- What you should do: Exactly reproduce the lines from the line containing "target | paved street" to the end of the data below, inclusive, and nothing else.

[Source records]
——

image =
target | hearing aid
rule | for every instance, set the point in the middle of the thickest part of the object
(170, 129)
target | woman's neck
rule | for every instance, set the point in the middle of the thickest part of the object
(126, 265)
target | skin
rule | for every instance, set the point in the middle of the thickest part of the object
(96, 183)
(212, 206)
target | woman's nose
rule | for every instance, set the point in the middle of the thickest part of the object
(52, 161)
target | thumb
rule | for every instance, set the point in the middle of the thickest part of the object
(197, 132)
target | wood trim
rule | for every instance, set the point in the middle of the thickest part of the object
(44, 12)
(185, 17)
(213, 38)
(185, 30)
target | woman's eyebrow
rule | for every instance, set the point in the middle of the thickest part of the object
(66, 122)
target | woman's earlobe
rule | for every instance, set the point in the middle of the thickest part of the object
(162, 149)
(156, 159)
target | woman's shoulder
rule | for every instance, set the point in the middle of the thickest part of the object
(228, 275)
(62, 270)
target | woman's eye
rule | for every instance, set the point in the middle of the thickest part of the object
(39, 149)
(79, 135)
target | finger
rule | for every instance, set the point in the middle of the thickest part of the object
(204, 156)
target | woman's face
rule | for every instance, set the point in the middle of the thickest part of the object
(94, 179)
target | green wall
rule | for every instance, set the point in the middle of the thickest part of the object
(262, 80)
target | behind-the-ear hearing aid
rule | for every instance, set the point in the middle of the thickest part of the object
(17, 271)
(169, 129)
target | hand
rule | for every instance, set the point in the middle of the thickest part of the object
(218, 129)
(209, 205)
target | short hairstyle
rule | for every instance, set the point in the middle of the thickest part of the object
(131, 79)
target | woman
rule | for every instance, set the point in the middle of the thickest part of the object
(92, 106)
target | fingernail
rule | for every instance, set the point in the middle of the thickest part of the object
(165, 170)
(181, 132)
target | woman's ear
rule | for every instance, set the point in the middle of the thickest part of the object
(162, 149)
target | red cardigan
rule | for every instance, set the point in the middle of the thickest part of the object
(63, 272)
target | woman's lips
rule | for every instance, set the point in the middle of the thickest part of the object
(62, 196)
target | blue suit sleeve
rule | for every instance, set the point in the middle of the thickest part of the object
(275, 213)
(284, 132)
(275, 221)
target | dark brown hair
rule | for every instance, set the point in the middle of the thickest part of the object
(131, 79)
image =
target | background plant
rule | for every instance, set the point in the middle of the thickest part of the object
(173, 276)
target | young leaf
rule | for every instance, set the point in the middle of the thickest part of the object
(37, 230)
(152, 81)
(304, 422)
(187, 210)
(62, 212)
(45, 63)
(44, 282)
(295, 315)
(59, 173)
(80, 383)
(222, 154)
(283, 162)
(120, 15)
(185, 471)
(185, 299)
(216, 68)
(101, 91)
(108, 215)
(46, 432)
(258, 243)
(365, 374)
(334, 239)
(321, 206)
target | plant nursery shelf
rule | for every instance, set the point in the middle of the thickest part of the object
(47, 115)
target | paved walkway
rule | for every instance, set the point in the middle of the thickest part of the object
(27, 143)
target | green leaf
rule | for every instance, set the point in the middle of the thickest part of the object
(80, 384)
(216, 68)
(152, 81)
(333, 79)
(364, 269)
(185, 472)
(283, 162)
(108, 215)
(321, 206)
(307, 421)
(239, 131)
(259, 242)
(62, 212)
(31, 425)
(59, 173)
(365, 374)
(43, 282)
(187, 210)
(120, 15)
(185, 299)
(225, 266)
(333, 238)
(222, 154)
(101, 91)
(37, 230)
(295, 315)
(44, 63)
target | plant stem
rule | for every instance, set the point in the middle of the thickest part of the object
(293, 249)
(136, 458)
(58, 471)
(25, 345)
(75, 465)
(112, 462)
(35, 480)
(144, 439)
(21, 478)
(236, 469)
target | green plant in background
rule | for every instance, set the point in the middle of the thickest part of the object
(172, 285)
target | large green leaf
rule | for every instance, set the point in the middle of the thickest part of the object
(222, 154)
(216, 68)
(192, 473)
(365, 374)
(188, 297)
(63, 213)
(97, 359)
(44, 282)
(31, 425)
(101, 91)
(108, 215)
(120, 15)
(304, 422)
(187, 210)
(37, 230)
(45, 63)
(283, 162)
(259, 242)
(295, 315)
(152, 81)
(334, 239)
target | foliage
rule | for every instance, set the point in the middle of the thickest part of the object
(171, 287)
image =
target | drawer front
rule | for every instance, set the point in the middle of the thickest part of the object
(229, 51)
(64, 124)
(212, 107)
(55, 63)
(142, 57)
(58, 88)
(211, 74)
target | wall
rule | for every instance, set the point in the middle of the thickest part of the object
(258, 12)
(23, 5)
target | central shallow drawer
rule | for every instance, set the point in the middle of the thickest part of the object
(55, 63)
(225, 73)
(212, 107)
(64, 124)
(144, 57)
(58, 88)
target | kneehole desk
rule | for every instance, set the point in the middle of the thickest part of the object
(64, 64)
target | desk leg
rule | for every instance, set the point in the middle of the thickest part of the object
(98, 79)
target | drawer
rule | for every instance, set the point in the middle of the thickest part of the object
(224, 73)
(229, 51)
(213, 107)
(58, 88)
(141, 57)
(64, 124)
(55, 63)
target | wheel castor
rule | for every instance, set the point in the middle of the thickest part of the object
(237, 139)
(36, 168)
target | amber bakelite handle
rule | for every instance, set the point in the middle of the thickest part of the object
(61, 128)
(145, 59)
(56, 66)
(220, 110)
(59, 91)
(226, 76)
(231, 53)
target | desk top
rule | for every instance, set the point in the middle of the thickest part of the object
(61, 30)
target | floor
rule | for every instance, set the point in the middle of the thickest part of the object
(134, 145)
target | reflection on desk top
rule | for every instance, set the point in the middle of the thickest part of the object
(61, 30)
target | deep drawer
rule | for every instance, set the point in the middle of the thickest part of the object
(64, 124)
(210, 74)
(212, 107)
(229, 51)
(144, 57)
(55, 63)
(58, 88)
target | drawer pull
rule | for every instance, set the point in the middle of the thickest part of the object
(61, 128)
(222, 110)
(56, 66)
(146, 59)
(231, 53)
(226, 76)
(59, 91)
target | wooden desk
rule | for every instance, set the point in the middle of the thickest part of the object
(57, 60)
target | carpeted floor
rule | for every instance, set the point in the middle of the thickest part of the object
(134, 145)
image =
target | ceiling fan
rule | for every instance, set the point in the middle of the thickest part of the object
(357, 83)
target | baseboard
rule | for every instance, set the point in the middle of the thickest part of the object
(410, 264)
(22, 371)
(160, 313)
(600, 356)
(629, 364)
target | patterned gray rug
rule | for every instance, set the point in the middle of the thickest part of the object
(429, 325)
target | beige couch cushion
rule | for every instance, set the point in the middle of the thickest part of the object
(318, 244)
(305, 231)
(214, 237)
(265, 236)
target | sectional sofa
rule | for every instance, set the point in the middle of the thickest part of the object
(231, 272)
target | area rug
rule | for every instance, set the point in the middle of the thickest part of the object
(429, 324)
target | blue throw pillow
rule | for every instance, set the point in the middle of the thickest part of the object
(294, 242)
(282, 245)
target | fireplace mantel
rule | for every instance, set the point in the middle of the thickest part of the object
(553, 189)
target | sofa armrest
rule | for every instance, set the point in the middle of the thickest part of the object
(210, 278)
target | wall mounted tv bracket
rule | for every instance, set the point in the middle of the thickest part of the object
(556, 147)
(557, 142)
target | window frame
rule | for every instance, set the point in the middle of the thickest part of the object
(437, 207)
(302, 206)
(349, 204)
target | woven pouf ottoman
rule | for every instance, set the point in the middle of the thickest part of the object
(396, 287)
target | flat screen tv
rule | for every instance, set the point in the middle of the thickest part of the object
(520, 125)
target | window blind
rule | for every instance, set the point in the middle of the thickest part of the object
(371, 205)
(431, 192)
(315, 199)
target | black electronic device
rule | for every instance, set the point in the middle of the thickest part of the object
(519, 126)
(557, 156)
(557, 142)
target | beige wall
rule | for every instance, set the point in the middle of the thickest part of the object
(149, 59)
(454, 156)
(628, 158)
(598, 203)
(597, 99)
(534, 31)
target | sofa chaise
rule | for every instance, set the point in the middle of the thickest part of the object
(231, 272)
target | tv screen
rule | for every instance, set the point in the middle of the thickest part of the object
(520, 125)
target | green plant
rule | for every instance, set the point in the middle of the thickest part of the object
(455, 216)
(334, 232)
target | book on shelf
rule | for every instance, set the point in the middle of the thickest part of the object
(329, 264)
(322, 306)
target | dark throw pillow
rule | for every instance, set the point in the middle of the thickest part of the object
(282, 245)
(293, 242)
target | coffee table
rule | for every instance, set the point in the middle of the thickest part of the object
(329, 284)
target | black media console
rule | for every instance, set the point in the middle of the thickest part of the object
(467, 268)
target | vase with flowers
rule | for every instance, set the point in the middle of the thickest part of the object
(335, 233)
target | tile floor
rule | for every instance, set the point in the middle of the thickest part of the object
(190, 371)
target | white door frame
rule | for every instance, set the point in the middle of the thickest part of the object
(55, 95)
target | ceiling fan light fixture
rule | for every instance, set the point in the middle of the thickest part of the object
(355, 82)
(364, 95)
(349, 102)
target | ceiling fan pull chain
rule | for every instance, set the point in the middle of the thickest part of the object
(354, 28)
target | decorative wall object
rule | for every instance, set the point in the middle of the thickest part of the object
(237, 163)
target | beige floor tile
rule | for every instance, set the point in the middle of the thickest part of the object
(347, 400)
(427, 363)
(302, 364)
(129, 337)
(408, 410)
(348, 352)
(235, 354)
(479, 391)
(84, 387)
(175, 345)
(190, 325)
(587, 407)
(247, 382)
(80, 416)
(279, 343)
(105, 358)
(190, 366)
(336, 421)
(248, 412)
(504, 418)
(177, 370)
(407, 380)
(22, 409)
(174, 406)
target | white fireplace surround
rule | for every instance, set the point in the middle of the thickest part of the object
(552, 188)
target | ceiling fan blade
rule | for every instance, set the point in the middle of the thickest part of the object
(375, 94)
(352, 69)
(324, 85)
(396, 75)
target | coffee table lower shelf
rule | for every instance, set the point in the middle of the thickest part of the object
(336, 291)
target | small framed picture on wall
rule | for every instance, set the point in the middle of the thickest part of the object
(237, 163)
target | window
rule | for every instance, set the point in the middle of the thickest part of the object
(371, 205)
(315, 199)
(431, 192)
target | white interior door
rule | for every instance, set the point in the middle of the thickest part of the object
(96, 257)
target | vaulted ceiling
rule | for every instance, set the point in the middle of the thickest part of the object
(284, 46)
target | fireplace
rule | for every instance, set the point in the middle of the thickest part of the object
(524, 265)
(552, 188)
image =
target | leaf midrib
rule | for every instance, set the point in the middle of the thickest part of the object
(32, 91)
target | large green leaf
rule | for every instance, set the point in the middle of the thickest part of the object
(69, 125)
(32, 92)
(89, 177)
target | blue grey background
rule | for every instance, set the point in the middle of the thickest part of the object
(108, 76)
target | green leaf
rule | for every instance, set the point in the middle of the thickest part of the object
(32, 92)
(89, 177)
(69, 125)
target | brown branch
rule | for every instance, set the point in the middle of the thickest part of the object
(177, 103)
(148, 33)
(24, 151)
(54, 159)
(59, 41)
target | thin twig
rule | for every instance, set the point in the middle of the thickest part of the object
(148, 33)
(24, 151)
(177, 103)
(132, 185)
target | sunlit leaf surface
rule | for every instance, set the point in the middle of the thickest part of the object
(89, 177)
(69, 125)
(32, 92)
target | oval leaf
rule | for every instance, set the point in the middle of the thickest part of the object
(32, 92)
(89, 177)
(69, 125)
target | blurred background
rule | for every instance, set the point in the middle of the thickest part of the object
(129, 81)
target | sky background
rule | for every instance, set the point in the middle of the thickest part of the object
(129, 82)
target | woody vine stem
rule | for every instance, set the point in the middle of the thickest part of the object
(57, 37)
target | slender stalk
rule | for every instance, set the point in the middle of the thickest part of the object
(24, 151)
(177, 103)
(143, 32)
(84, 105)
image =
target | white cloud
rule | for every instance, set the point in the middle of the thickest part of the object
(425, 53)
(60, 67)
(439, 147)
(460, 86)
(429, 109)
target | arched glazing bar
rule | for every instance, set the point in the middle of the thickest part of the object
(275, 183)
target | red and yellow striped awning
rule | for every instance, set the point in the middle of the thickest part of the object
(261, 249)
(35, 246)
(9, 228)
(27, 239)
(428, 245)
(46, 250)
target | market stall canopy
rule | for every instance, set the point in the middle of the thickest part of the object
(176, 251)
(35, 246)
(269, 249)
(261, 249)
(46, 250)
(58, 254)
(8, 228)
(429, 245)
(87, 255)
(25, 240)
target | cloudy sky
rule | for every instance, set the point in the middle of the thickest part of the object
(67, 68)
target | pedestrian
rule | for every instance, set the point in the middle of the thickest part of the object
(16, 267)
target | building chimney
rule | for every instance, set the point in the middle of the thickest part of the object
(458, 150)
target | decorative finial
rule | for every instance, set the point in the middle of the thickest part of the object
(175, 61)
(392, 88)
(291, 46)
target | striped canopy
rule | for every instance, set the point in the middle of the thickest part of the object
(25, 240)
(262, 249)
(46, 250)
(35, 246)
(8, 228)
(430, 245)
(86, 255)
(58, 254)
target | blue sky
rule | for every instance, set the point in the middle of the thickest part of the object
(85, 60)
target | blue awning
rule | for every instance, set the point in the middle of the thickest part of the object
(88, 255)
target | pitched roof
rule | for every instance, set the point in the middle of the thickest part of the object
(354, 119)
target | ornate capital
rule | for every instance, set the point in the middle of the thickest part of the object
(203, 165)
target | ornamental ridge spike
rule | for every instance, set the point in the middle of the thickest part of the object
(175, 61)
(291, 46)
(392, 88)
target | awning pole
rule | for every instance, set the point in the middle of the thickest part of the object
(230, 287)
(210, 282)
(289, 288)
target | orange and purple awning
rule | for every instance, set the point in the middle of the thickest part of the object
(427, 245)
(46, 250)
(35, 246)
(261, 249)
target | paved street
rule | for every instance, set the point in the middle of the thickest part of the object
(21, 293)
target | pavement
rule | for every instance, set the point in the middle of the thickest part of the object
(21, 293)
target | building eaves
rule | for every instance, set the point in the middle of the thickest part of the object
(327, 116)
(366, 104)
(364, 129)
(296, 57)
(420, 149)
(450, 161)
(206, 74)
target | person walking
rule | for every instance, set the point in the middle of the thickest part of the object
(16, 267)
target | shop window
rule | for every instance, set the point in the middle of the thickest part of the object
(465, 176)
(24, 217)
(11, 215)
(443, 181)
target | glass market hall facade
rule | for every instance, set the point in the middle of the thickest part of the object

——

- Exercise solution:
target | paved street
rule | for every instance, set the point in the middle of the thickest part of the object
(21, 293)
target | pavement
rule | for every instance, set the point in the middle of the thickest part of the object
(21, 293)
target | building eaves
rule | for every instance, set the point in the middle of the thickest part of the object
(327, 116)
(366, 104)
(364, 129)
(296, 57)
(420, 149)
(450, 161)
(206, 74)
target | person walking
rule | for every instance, set the point in the middle of the thickest part of the object
(16, 267)
target | shop window
rule | for every instance, set the point in the middle of the thickest part of the object
(465, 176)
(24, 217)
(11, 215)
(443, 181)
target | glass market hall facade
rule | for every instance, set the point in the middle of the thickest part of the object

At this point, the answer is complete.